#### Tarefa a realizar
Quais são todos os períodos de tempo mencionados no trecho sobre o impeachment?

Com a admissibilidade do processo, o presidente poderá ser afastado das suas funções por até 180 dias. Assim, a comissão especial, que é formada por políticos, passará a investigar, coletando provas. Após votações, caso o parecer seja aprovado pela metade dos senadores, será concedido ao presidente o direito de defesa, e em seguida os senadores iniciarão a votação para o afastamento ou não do réu, sendo necessários dois terços dos votos para a aprovação do impeachment. Na definição de Helly Lopes Meirelles: “cassação é a decretação da perda do mandato, por ter seu titular incorrido em falta funcional, definida em lei e punida com essa sanção”.
O conteúdo do processo de impeachment é totalmente jurídico, no entanto, seus sujeitos, julgadores e réus, são políticos e outra, sua pena, que é gravíssima, também vem a ser política, desta forma, caso o presidente seja condenado, poderá ficar suspenso das suas funções políticas. Por este motivo, os legisladores devem ser muito bem assessorados por juristas, para que assim não venham a infringir normas constitucionais, como a presunção de inocência e a adequação social.
Ocorrendo a cassação ainda na primeira metade do mandato quem assume a presidência é o vice-presidente, caso o mesmo também venha a ser afastado, assumirá o presidente da câmara dos deputados. No entanto, caso o processo de impedimento ocorra na segunda metade do mandato, ocorrerá eleições indiretas, onde apenas os membros do congresso nacional terão direito a voto.

#### Registros extraídos
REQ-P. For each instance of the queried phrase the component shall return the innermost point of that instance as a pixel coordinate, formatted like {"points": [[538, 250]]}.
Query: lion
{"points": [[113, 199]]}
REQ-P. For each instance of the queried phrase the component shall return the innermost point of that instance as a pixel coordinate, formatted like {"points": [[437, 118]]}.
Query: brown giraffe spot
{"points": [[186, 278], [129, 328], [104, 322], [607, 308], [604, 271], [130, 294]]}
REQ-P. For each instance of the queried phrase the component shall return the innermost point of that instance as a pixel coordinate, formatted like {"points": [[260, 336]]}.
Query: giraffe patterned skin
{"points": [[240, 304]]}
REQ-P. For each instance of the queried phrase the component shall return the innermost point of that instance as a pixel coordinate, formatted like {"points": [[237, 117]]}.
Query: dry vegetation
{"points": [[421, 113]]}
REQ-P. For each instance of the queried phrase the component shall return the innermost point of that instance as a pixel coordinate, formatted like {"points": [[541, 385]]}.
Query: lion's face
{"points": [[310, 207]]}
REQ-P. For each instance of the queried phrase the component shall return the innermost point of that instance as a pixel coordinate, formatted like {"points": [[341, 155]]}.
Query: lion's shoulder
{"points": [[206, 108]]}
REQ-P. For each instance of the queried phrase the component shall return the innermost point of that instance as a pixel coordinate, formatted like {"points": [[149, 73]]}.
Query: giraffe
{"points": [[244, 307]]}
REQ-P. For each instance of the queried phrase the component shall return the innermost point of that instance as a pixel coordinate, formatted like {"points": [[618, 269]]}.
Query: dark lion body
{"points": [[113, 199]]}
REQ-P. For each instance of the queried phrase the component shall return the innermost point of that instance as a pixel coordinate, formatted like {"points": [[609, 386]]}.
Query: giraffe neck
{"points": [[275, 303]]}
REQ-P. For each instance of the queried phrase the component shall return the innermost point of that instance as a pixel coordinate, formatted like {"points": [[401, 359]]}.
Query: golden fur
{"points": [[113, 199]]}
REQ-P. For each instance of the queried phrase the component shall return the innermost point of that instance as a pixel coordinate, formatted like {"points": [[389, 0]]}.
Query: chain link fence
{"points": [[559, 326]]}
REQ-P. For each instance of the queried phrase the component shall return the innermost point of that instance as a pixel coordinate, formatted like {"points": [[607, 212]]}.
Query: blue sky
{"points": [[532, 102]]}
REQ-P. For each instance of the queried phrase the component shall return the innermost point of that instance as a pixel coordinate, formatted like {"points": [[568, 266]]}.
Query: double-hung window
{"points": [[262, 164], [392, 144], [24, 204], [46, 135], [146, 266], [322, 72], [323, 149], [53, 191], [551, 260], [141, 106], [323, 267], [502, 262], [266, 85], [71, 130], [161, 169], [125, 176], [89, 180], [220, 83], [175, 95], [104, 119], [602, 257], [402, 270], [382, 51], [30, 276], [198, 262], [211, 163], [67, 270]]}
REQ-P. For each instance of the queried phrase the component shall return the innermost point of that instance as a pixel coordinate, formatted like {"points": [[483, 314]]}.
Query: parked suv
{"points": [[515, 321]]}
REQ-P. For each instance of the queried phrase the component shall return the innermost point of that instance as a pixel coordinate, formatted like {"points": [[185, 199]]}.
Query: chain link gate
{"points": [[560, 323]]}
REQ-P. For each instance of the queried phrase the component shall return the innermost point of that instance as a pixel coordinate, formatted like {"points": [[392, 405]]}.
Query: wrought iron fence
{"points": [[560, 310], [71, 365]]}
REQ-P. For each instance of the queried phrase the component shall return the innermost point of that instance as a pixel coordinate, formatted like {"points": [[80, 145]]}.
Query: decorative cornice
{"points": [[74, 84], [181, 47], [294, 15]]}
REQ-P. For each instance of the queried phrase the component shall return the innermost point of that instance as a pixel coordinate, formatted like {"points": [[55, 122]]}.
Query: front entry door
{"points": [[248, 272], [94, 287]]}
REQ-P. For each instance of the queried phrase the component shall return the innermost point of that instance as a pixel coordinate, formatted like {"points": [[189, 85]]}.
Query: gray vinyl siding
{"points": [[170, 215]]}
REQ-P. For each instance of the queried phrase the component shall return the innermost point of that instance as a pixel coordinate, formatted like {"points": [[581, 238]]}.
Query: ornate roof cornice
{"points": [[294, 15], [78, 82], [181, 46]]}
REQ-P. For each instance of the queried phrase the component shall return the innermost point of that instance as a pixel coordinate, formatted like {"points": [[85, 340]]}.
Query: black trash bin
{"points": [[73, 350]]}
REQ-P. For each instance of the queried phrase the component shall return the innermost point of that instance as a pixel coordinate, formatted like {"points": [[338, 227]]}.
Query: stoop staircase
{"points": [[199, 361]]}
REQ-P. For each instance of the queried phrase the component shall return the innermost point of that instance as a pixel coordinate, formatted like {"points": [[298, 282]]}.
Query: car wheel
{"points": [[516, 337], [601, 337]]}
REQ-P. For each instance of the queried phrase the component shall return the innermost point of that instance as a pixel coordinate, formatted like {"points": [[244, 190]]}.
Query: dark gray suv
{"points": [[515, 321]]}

#### Resposta do exercício
- até 180 dias
- primeira metade do mandato
- segunda metade do mandato